## Stated goal A
In the review, which architectural features does Quinten's dream describe as intertwined and built on top of one another?

It’s whimsical, clever, and informative; and full of historical and philosophical name-dropping.

One of the names mentioned is Piranesi, an 18th century Italian artist known for his atmospheric and imaginary architectural drawings.  One of the most interesting parts in the book is the description of “Somnium Quinti” (Quinten’s Dream), which is perhaps inspired by Piranesi’s work.  Quinten dreams of an “interior exterior” — that is, a strange architectural world/phenomenon where he is the only one present amongst a deserted, grey, silent city — stairs, balustrades, doorways and arches all intertwined and built on top of one another in an endless formation, similar to something Escher (or Piranesi) may have drawn.

It’s an interesting book, but not my favorite.

(Records excerpted from a collection)

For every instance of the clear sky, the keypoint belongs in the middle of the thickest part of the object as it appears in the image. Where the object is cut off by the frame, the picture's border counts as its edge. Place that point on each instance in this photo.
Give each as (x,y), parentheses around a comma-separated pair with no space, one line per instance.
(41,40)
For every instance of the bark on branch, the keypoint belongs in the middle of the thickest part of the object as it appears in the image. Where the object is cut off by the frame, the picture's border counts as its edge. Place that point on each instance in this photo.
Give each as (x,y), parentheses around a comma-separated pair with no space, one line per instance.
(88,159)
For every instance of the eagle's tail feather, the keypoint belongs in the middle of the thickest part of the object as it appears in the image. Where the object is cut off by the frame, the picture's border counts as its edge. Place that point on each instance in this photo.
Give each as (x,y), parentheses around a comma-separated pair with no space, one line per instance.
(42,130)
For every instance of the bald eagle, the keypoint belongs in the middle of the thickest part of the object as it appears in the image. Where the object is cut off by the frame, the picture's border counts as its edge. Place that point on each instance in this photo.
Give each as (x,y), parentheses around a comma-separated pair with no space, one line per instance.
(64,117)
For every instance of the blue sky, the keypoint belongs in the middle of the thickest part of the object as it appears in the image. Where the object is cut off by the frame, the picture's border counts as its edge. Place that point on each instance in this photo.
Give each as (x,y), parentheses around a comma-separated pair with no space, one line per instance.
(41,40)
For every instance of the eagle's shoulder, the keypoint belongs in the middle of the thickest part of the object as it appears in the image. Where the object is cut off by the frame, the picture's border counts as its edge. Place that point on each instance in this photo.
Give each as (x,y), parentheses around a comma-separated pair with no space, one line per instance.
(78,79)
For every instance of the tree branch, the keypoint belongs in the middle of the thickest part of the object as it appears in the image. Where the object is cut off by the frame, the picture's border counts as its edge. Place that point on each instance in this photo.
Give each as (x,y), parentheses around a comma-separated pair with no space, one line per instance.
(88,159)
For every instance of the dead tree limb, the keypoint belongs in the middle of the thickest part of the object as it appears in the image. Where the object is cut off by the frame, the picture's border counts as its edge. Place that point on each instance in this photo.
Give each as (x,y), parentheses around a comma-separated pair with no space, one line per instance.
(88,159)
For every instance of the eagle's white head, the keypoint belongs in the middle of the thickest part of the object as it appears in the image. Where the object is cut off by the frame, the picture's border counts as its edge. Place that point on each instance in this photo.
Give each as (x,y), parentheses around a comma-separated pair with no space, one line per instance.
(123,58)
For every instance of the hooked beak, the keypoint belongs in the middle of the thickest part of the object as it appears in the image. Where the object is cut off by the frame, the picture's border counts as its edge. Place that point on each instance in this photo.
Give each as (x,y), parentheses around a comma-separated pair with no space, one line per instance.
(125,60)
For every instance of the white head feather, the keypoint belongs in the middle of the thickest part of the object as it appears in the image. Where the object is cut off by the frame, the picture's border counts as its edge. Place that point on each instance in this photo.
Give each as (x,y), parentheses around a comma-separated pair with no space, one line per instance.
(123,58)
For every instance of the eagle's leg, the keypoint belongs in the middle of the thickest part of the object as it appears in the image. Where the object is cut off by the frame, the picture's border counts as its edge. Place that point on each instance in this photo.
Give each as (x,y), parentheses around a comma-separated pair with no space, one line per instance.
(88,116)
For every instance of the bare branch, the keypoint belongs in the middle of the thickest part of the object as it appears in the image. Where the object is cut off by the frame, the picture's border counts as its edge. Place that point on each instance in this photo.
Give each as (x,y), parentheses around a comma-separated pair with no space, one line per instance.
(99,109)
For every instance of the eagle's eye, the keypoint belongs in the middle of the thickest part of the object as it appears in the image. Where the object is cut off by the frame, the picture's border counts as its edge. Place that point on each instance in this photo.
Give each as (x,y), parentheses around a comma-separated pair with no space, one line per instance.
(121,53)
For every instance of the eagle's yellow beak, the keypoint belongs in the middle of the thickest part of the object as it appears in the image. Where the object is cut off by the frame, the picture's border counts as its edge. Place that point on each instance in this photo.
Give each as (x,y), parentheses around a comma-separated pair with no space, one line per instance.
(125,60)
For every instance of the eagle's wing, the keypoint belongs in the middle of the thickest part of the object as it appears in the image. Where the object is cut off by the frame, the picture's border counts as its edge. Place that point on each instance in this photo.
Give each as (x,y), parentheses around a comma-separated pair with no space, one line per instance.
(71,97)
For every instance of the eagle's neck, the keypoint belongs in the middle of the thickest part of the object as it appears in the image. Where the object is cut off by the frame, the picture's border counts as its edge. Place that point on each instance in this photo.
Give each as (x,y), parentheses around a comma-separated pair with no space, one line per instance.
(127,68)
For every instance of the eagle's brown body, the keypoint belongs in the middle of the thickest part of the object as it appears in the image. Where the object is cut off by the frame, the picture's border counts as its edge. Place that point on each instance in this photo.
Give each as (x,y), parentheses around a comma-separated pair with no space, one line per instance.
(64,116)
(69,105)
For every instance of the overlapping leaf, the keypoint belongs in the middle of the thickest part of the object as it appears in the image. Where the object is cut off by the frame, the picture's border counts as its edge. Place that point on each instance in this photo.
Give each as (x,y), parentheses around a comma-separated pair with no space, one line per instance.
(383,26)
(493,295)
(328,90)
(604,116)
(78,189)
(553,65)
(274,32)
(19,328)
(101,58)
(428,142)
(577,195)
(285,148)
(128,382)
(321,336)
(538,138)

## Stated goal B
Gather every line of the records that contains the string "head". Case counts.

## Worked answer A
stairs, balustrades, doorways, arches

## Worked answer B
For every instance of the eagle's white head, the keypoint belongs in the middle of the thickest part of the object as it appears in the image. Where the object is cut off by the frame, the picture's border counts as its edge. Place that point on each instance in this photo.
For every instance of the white head feather, the keypoint belongs in the middle of the thickest part of the object as it appears in the image. Where the object is cut off by the frame, the picture's border counts as its edge. Place that point on each instance in this photo.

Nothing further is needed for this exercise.